Extracted data entries ->
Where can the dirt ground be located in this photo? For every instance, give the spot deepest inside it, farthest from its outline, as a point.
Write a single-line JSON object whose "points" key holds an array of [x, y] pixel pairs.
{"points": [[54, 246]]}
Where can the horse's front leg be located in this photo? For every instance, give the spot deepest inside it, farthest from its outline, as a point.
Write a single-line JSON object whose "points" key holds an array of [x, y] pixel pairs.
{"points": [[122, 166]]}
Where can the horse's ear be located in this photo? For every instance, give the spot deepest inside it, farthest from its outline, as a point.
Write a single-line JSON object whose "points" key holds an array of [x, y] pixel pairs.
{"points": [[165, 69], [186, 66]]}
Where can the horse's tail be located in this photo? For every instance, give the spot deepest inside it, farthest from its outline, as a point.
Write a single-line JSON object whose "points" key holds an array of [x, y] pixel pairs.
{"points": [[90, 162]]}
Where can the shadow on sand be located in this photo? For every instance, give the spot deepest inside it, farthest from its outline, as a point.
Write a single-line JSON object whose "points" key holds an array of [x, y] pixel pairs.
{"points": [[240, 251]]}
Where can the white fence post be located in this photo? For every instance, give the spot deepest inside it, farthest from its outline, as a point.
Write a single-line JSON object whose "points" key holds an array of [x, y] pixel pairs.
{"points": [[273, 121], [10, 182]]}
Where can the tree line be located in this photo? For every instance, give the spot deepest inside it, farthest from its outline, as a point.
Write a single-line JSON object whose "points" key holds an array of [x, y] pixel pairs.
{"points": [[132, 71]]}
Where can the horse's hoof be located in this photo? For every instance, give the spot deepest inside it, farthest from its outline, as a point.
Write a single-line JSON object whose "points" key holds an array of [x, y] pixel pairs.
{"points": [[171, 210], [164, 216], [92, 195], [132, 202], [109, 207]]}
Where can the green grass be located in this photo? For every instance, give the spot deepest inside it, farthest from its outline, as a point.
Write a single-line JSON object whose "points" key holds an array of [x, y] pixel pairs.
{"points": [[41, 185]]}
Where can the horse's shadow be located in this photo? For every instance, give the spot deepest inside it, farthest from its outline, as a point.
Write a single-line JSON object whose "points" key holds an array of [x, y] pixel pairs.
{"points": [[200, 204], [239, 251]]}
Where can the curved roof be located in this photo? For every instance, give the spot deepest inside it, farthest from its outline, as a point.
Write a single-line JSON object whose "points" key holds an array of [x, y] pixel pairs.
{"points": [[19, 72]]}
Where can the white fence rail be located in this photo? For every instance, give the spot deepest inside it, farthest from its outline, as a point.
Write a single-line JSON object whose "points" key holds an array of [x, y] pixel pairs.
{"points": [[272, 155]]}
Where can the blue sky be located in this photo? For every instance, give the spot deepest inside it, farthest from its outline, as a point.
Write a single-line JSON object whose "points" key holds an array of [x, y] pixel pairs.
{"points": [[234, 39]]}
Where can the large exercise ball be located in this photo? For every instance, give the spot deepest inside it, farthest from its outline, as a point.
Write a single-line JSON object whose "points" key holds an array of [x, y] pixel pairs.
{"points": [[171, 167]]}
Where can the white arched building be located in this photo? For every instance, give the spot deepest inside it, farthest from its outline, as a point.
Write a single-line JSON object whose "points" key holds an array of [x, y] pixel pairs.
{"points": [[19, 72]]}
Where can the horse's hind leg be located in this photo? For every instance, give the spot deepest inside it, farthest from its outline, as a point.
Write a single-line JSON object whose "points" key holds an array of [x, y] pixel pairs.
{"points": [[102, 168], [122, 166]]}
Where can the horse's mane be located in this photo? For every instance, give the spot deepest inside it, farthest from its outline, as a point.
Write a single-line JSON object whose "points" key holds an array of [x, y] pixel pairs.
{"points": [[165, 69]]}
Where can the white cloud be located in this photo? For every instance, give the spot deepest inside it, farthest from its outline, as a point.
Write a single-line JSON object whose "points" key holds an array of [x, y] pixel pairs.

BRIEF -> Format the entries as a numbered list, leaving out any blank lines.

RESULT FOR THIS TASK ->
1. Where can the dirt ground be located in this photo? For every instance, give the spot deepest inside it, farthest from its outline, as a point.
2. Write a single-line JSON object whose "points" key holds an array of [x, y] pixel pairs.
3. {"points": [[54, 246]]}
4. Where can the horse's front leg be located in this photo? For every instance, give the spot deepest inside it, farthest from its outline, as a point.
5. Write a single-line JSON object whose "points" key holds an array of [x, y] pixel pairs.
6. {"points": [[122, 166]]}
7. Where can the horse's ear be located in this photo? For every instance, give the spot deepest inside it, farthest from its outline, as a point.
8. Write a single-line JSON object whose "points" key holds an array of [x, y] pixel pairs.
9. {"points": [[165, 69], [186, 66]]}
10. Where can the horse's tail be located in this photo? For every instance, give the spot deepest inside it, farthest from its outline, as a point.
11. Write a single-line JSON object whose "points" key holds an array of [x, y] pixel pairs.
12. {"points": [[90, 162]]}
13. Where can the shadow on sand be located in this photo? For every instance, give the spot deepest inside it, farthest from its outline, as a point.
14. Write a single-line JSON object whose "points" key holds an array of [x, y] pixel pairs.
15. {"points": [[240, 251]]}
16. Where can the white fence post be located in this photo? For every instance, give the spot deepest inside it, farthest from its outline, as a point.
17. Write a single-line JSON object whose "points" key holds an array of [x, y] pixel pairs.
18. {"points": [[273, 121], [10, 182]]}
19. Where can the tree line be located in this photo? For every instance, give the spot deepest inside it, farthest from its outline, as a point.
20. Write a single-line JSON object whose "points" key holds an array of [x, y] pixel pairs.
21. {"points": [[132, 71]]}
22. Where can the horse's hoof be located in this photo? For every instance, give the spot deepest inside it, farthest from its outline, as a point.
23. Write a single-line JSON object whose "points" key holds an array of [x, y] pixel pairs.
24. {"points": [[171, 210], [164, 216], [92, 195], [132, 202], [109, 207]]}
25. Where can the green grass be located in this photo? For every instance, give the spot deepest inside it, farthest from its outline, as a point.
26. Write a single-line JSON object whose "points" key holds an array of [x, y] pixel pairs.
27. {"points": [[41, 185]]}
28. Where can the horse's shadow be located in this photo? For every instance, give the spot deepest inside it, farthest from its outline, as a point.
29. Write a single-line JSON object whose "points" key holds an array of [x, y] pixel pairs.
30. {"points": [[200, 204], [239, 251]]}
31. Where can the curved roof be located in this photo? For every instance, give the spot deepest inside it, farthest from its outline, as a point.
32. Write a single-line JSON object whose "points" key holds an array of [x, y] pixel pairs.
33. {"points": [[19, 72]]}
34. Where can the white fence rail be located in this photo? For every instance, give the spot deepest inside it, farthest from its outline, as a point.
35. Write a single-line JSON object whose "points" key holds an array of [x, y] pixel pairs.
36. {"points": [[272, 155]]}
37. Where can the blue sky be located in this photo? For every instance, give the spot deepest inside it, farthest from its outline, as a point.
38. Write a single-line JSON object whose "points" key holds an array of [x, y] pixel pairs.
39. {"points": [[234, 39]]}
40. Where can the large exercise ball be located in this photo? For every instance, give the spot deepest inside it, farthest from its outline, as a point.
41. Write a single-line JSON object whose "points" key holds an array of [x, y] pixel pairs.
42. {"points": [[171, 167]]}
43. Where can the white arched building be located in this photo? For every instance, give the spot deepest inside it, farthest from its outline, as a point.
44. Write a single-line JSON object whose "points" key holds an array of [x, y] pixel pairs.
45. {"points": [[19, 72]]}
46. Where can the horse's hind leg be located in this photo? For every instance, give the spot deepest inside it, farthest from its outline, as a point.
47. Write a single-line JSON object whose "points" key holds an array of [x, y] pixel pairs.
48. {"points": [[102, 168], [122, 166]]}
49. Where can the horse's mane be located in this photo? For every instance, give the spot deepest inside it, farthest from its outline, as a point.
50. Write a single-line JSON object whose "points" key holds an array of [x, y] pixel pairs.
51. {"points": [[165, 69]]}
52. Where can the white cloud be located in this photo? For every instance, give the spot deepest inside it, farthest from its outline, as a point.
53. Write a single-line JSON object whose "points" key holds an array of [x, y] pixel pairs.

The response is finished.